— Provided data —
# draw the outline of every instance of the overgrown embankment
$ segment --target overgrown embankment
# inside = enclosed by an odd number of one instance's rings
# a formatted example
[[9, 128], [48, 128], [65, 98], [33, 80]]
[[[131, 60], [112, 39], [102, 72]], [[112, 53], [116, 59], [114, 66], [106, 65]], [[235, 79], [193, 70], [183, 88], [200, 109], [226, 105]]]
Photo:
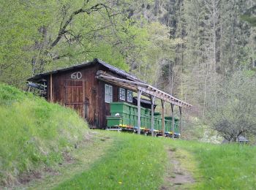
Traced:
[[73, 110], [0, 84], [0, 186], [61, 162], [87, 131]]

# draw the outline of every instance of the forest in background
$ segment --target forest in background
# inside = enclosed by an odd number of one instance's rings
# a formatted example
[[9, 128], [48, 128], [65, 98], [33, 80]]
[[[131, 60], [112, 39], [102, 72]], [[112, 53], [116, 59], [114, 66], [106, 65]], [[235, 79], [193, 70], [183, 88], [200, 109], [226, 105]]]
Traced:
[[0, 2], [1, 82], [99, 58], [192, 104], [187, 138], [255, 134], [255, 1]]

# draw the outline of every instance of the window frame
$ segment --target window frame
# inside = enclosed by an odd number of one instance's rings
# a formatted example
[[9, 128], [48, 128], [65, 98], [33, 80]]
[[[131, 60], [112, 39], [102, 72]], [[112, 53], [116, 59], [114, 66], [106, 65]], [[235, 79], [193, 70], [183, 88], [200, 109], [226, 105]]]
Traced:
[[105, 102], [113, 102], [113, 86], [108, 84], [105, 84]]
[[119, 87], [119, 94], [118, 95], [119, 95], [118, 96], [119, 96], [120, 100], [125, 101], [125, 98], [126, 98], [125, 88]]
[[[129, 100], [129, 93], [131, 94], [131, 96], [130, 96], [131, 99], [130, 100]], [[133, 92], [132, 91], [127, 90], [127, 102], [132, 102], [132, 99], [133, 99]]]

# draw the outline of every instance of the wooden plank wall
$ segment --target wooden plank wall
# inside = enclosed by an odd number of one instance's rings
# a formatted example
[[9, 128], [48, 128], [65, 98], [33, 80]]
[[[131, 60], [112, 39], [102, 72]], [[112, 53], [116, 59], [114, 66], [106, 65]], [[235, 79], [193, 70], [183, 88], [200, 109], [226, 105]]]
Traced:
[[[61, 105], [65, 105], [65, 81], [72, 80], [71, 74], [80, 72], [82, 74], [81, 80], [84, 81], [84, 93], [80, 94], [83, 96], [85, 109], [83, 113], [80, 107], [74, 106], [73, 108], [77, 110], [80, 115], [85, 115], [86, 119], [89, 123], [90, 126], [93, 128], [105, 128], [107, 125], [106, 115], [110, 115], [110, 104], [105, 102], [105, 85], [106, 83], [98, 80], [96, 77], [97, 72], [100, 69], [106, 71], [114, 76], [117, 76], [107, 68], [94, 64], [81, 69], [75, 69], [70, 71], [63, 72], [60, 73], [53, 74], [53, 102], [58, 102]], [[66, 82], [67, 83], [67, 82]], [[121, 102], [118, 99], [118, 87], [113, 86], [113, 101]], [[50, 100], [50, 76], [48, 77], [48, 100]], [[70, 91], [67, 91], [70, 93]], [[126, 101], [127, 91], [126, 90]], [[69, 96], [69, 95], [68, 95]], [[80, 98], [78, 98], [80, 101]], [[124, 102], [124, 101], [122, 101]], [[130, 102], [128, 102], [130, 103]], [[130, 103], [131, 104], [131, 103]]]

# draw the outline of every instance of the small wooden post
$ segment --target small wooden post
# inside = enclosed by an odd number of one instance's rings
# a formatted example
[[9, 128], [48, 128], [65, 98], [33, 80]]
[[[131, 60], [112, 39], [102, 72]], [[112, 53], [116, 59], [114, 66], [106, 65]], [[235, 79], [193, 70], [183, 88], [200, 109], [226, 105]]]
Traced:
[[53, 102], [53, 74], [50, 75], [50, 102]]
[[155, 96], [150, 96], [151, 97], [151, 136], [154, 137], [154, 99], [156, 98]]
[[181, 139], [182, 137], [182, 111], [181, 111], [181, 107], [178, 107], [179, 108], [179, 113], [180, 113], [180, 116], [181, 116], [181, 118], [180, 118], [180, 122], [181, 122], [181, 124], [180, 124], [180, 126], [181, 126]]
[[161, 99], [162, 103], [162, 137], [165, 137], [165, 101]]
[[172, 132], [173, 132], [173, 136], [172, 138], [174, 139], [174, 104], [170, 104], [170, 106], [172, 107], [172, 118], [173, 118], [173, 129], [172, 129]]
[[140, 90], [138, 90], [138, 100], [137, 100], [137, 106], [138, 106], [138, 134], [140, 134], [140, 96], [142, 91]]

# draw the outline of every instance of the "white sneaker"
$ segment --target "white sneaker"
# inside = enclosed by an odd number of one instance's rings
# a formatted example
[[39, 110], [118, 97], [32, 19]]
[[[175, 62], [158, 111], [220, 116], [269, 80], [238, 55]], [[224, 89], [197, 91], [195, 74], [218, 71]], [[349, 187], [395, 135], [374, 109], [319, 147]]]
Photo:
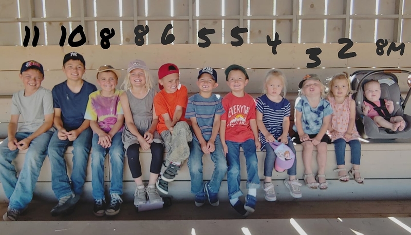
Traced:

— Short exercise —
Can you change "small wooden post" to "short wooden stake" in the material, starting at the line that has "# draw the outline of every instance of the small" and stopping at the end of the material? Return those lines with nothing else altered and the pictures left out.

— Reply to the exercise —
# draw the outline of every instance of the short wooden stake
$ segment --target short wooden stake
# inside = enclosed by an odd number of one instance's rings
# a formatted example
[[9, 128], [48, 128], [65, 98], [33, 80]]
[[[131, 60], [112, 39], [102, 72]], [[112, 53], [116, 59], [114, 66], [106, 65]], [[235, 79], [193, 70], [183, 88], [200, 109], [226, 105]]]
Traced:
[[53, 102], [53, 74], [50, 75], [50, 102]]
[[155, 96], [150, 96], [151, 97], [151, 136], [154, 137], [154, 99], [156, 98]]
[[181, 139], [182, 137], [182, 111], [181, 111], [181, 107], [178, 107], [179, 108], [179, 113], [180, 113], [180, 116], [181, 116], [181, 118], [180, 118], [180, 122], [181, 122], [181, 124], [180, 124], [180, 126], [181, 126]]
[[161, 99], [162, 103], [162, 137], [165, 137], [165, 101]]
[[172, 132], [173, 132], [173, 136], [172, 138], [174, 139], [174, 104], [170, 104], [170, 106], [172, 107], [172, 118], [173, 118], [173, 129], [172, 129]]
[[140, 90], [138, 90], [138, 100], [137, 100], [137, 106], [138, 106], [138, 134], [140, 134], [140, 96], [142, 91]]

# draw the outline of every instance of the "white sneaker"
$ segment --target "white sneaker"
# inside = enclosed by an odd number of one instance's rings
# a formatted example
[[39, 110], [118, 97], [32, 19]]
[[[175, 62], [158, 111], [220, 116], [269, 80], [238, 55]], [[224, 89], [197, 91], [195, 74], [218, 71]], [[349, 187], [395, 135], [374, 109], [319, 147]]]
Photo:
Traced:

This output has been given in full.